• **EXTRACTED MATERIAL**:

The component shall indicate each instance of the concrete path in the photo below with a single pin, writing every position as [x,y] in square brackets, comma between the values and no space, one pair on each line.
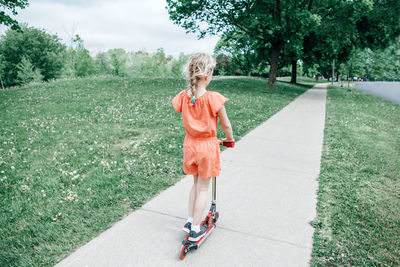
[266,196]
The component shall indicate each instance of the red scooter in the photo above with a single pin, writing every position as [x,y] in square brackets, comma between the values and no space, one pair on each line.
[210,219]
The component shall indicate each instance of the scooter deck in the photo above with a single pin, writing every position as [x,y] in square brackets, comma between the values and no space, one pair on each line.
[187,245]
[198,242]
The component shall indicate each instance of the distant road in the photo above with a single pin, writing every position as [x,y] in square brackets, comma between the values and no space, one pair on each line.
[386,90]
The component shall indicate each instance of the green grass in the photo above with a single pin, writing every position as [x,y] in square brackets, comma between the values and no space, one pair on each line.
[358,210]
[78,155]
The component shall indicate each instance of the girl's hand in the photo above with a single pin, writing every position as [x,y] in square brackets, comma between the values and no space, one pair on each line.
[226,140]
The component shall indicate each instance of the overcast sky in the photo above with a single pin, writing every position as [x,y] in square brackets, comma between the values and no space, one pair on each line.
[104,24]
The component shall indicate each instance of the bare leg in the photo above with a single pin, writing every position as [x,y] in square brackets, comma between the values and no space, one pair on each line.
[192,196]
[201,199]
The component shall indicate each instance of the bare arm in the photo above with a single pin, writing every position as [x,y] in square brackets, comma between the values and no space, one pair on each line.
[226,124]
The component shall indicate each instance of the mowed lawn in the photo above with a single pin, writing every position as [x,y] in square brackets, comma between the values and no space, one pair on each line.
[78,155]
[358,210]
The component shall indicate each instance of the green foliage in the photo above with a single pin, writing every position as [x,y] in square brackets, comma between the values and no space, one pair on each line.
[78,61]
[281,32]
[43,50]
[358,222]
[241,59]
[12,6]
[118,62]
[349,25]
[27,72]
[374,65]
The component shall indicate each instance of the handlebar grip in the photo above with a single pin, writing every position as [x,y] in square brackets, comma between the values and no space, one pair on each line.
[228,144]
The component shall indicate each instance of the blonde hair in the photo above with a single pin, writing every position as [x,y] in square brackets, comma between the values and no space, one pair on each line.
[198,65]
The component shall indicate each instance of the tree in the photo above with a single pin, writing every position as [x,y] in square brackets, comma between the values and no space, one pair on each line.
[27,72]
[43,50]
[348,25]
[12,6]
[269,25]
[241,52]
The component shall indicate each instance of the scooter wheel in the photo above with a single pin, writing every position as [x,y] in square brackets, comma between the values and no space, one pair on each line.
[184,251]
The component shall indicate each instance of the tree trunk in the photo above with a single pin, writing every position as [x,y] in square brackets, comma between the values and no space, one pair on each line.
[294,71]
[276,50]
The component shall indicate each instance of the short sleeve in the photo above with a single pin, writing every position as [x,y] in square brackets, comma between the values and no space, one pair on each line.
[217,101]
[177,101]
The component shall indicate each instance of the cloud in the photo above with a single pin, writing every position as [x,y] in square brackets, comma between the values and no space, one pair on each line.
[106,24]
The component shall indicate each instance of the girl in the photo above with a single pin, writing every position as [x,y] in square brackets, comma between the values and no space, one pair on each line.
[200,112]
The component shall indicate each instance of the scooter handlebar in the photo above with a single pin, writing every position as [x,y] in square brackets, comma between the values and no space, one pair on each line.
[227,143]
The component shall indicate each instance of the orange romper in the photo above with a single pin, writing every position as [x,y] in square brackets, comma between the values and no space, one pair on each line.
[200,148]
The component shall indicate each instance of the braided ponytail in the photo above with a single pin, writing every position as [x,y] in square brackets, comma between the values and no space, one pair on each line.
[199,65]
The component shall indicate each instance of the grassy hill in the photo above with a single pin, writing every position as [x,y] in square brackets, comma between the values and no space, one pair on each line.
[358,210]
[77,155]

• **TASK STATEMENT**: The copy must match each record exactly, apart from the images, which stay out.

• **YOUR SOLUTION**:
The component shall indicate each instance of the concrete path in the photo below with a single pin, writing every position as [x,y] in square brackets, comma between the values and no space, one pair on each line.
[266,196]
The component shall indicate each instance of the red scooter in the photo above with a single pin, writing every position as [x,y] in square brackets, comma between the values and no space, one pair on each line.
[210,219]
The component shall indicate each instance of the scooter deck in the photo above with a single pin, writing every position as [x,y] in square brackets, comma between the values and no space, one pair on each line.
[187,245]
[198,242]
The component shall indicate each instance of the distant road in the photo above with a single pin, writing every position as [x,y] in square brackets, comma between the values and no space, one pair on each line.
[386,90]
The component shall indicate each instance of the green grass in the photo above with a single pin, writing every position as [x,y] in square brackets, comma between the values and no space, one pair on each line.
[358,210]
[78,155]
The component shall indicate each instance of the girl's hand in the photo above with a single pin, writing every position as [x,y] in square brackets, comma between the values and no space, one pair on each line.
[226,140]
The component shall indicate each instance of the overcast sky in the photo above with a single pin, writing every position as [x,y] in square brackets, comma between the values and no space, one pair on each line.
[104,24]
The component shall indicate each instance of the bare leg in the photo above with a single pin, writing every position as [x,y] in square brackets, comma between the values and no space, one pair on each line.
[192,196]
[201,199]
The component shall indicate each instance of the bare arm in the photo above with a single pin, writing every position as [x,y] in square brackets, comma between the values and no space, one pair on each line.
[226,124]
The component shall indicate each instance of the mowed lawn in the photo above with a single pin, writing every position as [x,y] in square brackets, comma between the values and no space, one pair on each line.
[78,155]
[358,210]
The component shall indicate each instance of the green foliage in the photo above with a single pin, writing every position as [x,y] in square brackets, comma between the values and no space, one pair on each line.
[78,61]
[281,32]
[43,50]
[358,222]
[241,59]
[12,6]
[118,62]
[349,25]
[27,72]
[374,65]
The component shall indicate each instance of the handlebar grip in the photo above with a single pin, writing every position as [x,y] in square brackets, comma between the values and no space, one pair on each line.
[228,144]
The component shall indicate each instance of the blonde hair in the photo above with a single pin, writing every position as [x,y] in square brackets, comma between the values and no space, one pair on each line.
[198,65]
The component shall indicate each instance of the tree in the photo above with a single pin, writing every position as [x,y] in square brackets, comma between the values and no space, one pair on each line.
[27,72]
[43,50]
[348,25]
[12,6]
[269,25]
[241,52]
The component shall indicate each instance of the scooter wheel in the photo above with a single pin, writing every position as [x,y] in square brackets, comma between the values and no space, one pair on each line.
[184,251]
The component shall indicate each instance of the tree trunk in the photo above with a single pin, writing every position as [x,y] in square brackets, comma between the values and no space, one pair on each line.
[294,71]
[276,50]
The component shall indicate each instance of the short sleeve in the photo above with a single pin, writing every position as [x,y] in square brackets, comma between the values and no space, one pair on each line.
[217,101]
[177,101]
The component shall indicate each instance of the cloud in the photo above with a single pin, writing every position as [x,y] in square brackets, comma between the values and no space, one pair on each line.
[106,24]
The component shall indicate each instance of the girl in the photo above with a single pin, writing every position as [x,y] in square brackets, comma between the values and no space, one pair on each line.
[200,112]
The component shall indicate each instance of the scooter handlebar in the photo above with a single pin, writing every position as [x,y] in square brackets, comma between the values and no space, one pair on each line.
[227,143]
The component shall indicate each instance of the orange romper in the photo above with a single pin, writing every position as [x,y] in square brackets, comma between the values and no space, one pair on each line.
[200,148]
The component shall indicate each instance of the braided ponytail in the photo above with a single pin, writing every position as [x,y] in square brackets, comma between the values and no space, one pair on each line.
[199,65]
The component shall indicate each instance of the grassy hill in the photo above with a single pin, writing every position as [x,y] in square brackets, comma between the values and no space, one pair on each line.
[358,210]
[77,155]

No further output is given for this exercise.